Please pull out every line in the records below that contains the word "gray". Only matches with the same capitalization count.

++++++

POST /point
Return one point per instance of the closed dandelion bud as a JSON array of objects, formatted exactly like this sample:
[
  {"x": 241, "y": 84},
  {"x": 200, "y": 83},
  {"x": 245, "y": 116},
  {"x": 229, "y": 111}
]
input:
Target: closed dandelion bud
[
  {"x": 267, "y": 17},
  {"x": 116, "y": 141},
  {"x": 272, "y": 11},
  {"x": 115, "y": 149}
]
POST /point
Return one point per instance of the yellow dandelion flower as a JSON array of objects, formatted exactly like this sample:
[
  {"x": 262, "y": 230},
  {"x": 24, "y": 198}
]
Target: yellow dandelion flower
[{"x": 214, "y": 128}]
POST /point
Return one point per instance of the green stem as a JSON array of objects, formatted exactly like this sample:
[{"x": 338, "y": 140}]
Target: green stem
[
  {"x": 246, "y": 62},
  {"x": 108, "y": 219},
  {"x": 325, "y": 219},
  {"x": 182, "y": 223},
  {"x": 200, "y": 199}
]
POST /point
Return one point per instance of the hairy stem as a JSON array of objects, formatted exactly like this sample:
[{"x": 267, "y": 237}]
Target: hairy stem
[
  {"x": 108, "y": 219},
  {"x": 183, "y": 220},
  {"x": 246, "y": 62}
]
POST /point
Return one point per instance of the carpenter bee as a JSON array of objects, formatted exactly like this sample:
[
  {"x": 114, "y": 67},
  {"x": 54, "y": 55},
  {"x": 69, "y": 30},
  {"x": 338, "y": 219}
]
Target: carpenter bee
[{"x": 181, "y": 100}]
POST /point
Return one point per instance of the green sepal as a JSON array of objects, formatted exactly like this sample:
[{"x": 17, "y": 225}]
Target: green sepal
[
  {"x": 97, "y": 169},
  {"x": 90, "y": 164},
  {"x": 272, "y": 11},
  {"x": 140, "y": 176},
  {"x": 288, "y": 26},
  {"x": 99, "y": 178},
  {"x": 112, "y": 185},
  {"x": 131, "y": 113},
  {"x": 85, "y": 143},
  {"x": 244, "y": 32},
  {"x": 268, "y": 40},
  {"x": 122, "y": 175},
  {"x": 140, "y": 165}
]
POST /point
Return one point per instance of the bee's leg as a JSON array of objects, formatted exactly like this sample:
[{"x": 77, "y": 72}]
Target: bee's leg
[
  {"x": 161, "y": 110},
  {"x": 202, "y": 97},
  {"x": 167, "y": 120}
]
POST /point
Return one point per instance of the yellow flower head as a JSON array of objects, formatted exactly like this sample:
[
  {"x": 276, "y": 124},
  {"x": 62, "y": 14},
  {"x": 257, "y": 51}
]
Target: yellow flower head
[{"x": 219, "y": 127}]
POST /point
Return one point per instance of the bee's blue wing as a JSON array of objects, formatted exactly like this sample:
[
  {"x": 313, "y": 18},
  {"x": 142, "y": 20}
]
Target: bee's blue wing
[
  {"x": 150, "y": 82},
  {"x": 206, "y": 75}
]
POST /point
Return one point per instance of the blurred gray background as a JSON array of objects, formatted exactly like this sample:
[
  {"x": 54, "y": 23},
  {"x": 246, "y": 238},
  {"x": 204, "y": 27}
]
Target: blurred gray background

++++++

• Solution below:
Return one point per instance of the blurred gray background as a JSON array of objects, formatted exactly like this sample:
Target: blurred gray background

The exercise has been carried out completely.